* [Given exercise]:
In the listing, edit the lines from the one containing "Where can you spot the woman's arm?" through the one containing "[[259, 154]]" by changing "woman's" to "person's". Leave everything else as it is, and give back only those lines.

* [Data extract]:
········
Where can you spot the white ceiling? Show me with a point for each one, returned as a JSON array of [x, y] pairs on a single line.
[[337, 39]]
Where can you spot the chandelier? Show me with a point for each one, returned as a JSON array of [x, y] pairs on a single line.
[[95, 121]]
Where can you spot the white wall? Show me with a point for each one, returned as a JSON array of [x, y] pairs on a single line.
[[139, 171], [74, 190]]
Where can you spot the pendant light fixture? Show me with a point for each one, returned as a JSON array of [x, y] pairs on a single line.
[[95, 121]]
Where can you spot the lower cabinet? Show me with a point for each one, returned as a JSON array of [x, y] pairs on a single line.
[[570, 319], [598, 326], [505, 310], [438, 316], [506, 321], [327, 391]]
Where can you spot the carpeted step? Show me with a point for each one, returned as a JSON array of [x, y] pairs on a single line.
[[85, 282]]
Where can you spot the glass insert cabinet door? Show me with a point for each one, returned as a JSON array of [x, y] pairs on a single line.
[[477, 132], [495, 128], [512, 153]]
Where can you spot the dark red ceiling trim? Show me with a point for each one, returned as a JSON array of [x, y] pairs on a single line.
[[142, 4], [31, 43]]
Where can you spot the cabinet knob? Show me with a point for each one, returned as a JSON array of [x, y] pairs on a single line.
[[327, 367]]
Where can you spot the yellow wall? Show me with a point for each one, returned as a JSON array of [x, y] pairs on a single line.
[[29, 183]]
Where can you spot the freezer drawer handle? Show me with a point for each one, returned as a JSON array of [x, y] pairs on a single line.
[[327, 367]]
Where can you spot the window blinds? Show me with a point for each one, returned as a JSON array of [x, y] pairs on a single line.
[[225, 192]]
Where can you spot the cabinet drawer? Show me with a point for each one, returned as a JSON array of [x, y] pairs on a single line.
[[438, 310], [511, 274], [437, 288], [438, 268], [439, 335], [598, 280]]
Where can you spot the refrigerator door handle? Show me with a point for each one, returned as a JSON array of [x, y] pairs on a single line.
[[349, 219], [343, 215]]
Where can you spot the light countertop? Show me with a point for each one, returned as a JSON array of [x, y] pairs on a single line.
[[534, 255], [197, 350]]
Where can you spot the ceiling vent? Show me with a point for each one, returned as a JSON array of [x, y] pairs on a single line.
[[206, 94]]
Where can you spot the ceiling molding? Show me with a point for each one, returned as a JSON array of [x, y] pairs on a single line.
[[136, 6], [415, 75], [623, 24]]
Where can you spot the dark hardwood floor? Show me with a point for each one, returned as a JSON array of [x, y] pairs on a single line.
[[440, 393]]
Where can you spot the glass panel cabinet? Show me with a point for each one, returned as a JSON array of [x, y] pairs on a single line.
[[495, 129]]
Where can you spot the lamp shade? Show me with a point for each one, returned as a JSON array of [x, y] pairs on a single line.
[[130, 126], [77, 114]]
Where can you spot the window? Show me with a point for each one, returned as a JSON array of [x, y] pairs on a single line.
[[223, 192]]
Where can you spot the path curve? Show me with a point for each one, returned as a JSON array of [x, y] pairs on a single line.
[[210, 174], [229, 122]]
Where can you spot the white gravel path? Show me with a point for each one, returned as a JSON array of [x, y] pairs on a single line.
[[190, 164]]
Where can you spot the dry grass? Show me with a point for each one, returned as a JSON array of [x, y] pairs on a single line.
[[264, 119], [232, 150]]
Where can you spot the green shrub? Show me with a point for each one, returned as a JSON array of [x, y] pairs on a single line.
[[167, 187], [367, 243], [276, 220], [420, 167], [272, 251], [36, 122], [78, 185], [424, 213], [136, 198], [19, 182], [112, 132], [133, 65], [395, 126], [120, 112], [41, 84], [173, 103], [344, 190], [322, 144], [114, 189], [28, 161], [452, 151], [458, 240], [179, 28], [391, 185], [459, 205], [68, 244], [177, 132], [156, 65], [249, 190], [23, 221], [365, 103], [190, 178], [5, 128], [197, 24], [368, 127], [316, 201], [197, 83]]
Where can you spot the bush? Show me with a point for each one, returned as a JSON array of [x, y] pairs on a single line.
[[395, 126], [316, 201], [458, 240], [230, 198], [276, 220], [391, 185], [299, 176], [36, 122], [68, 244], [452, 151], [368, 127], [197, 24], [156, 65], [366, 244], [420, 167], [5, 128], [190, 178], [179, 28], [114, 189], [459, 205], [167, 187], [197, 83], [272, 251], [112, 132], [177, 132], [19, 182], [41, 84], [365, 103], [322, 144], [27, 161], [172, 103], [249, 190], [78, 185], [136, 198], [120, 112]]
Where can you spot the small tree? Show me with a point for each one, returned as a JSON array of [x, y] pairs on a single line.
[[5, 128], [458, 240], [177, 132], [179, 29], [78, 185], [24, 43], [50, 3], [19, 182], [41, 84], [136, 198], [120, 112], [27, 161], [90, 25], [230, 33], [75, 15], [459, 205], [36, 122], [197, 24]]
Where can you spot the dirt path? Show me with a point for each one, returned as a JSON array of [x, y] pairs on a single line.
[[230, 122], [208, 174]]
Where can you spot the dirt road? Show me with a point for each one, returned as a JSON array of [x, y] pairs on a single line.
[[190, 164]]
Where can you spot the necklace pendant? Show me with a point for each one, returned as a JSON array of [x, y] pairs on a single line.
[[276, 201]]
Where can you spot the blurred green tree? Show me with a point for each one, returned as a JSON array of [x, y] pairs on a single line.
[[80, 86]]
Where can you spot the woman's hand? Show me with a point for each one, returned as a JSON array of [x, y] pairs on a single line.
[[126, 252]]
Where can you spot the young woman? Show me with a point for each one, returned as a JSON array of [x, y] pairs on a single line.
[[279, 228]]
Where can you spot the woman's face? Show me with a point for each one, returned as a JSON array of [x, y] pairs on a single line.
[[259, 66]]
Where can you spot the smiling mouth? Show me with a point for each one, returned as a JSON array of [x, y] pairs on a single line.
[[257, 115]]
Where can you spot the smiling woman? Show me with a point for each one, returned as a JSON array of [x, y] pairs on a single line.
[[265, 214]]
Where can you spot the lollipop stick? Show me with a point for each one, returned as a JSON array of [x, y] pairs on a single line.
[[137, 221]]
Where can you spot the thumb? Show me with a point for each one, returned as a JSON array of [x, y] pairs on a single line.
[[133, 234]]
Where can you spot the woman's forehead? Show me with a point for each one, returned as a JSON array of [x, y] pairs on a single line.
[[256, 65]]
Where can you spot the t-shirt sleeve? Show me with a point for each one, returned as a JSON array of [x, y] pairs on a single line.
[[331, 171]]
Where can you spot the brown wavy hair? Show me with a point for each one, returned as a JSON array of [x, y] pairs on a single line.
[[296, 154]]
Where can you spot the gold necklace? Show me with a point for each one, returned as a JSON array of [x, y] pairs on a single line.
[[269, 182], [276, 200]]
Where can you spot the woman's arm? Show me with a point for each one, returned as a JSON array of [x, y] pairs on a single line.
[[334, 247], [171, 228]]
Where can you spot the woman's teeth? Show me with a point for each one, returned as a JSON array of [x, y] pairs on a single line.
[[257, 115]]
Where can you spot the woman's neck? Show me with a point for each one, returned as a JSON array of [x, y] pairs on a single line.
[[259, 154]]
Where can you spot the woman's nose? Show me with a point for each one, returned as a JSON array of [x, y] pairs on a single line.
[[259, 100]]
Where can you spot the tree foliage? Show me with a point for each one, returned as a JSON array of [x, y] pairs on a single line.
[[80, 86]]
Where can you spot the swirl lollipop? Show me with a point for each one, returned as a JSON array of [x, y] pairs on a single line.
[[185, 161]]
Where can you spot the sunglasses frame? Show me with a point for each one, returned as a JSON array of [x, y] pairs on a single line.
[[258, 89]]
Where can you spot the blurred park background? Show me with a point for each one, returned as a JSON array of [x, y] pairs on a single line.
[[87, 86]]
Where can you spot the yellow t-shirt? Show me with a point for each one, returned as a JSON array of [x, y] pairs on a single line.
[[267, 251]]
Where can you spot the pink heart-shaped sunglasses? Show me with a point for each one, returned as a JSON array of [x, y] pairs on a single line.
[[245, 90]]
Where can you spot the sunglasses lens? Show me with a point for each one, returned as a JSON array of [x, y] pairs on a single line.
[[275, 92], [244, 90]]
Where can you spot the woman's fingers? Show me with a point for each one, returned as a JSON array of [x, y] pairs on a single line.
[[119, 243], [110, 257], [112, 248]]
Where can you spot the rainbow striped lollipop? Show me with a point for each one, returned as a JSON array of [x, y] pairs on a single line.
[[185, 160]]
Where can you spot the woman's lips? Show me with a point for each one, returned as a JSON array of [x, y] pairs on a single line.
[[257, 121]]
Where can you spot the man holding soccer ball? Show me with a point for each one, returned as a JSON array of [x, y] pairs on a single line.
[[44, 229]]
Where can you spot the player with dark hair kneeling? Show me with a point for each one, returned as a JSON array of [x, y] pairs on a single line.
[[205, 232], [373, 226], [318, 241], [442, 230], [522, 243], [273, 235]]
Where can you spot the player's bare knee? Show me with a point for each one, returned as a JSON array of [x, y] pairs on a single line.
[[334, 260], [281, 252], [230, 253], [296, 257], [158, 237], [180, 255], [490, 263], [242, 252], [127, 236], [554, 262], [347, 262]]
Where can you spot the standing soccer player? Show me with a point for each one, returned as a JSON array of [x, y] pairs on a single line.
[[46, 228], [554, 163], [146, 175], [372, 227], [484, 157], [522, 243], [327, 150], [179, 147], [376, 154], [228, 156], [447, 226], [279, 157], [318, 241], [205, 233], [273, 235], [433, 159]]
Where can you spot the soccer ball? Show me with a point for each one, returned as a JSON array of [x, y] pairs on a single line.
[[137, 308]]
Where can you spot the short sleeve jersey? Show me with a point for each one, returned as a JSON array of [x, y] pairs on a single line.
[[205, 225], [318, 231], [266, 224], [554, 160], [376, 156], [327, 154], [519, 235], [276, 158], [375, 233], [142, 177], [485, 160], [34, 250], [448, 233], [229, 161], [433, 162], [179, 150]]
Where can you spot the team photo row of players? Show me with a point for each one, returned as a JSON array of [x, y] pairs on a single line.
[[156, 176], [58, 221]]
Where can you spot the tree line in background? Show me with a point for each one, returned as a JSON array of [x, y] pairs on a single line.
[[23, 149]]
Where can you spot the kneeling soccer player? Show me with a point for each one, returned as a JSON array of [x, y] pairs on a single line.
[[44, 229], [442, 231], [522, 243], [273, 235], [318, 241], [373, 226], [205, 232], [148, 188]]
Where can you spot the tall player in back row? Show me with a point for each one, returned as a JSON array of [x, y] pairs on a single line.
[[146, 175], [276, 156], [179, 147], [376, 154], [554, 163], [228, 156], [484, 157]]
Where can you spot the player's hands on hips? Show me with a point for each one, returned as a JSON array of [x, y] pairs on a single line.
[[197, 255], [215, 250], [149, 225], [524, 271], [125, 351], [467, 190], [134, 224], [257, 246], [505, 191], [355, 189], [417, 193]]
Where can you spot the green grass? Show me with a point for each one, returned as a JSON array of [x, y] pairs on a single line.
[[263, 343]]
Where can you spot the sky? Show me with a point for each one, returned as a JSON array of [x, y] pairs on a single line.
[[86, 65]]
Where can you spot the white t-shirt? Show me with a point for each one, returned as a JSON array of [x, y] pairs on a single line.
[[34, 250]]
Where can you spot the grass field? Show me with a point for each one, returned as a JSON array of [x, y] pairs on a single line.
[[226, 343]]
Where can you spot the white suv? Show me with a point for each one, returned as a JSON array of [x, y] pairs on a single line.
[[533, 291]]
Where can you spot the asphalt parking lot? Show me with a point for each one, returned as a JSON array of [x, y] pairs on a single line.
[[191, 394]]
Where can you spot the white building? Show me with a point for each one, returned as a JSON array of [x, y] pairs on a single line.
········
* [Solution for this task]:
Where can you spot the person's arm? Show me with a point for each one, returned as a JSON array of [x, y] pairs on a single line.
[[334, 247], [171, 228]]
Where can you spot the person's teeth? Show me with a point for each one, returned as a JSON array of [x, y] pairs on a single line.
[[257, 115]]
Where can you spot the person's neck? Show me with a point for each one, returned as a JSON array of [x, y] pairs on a single line.
[[259, 154]]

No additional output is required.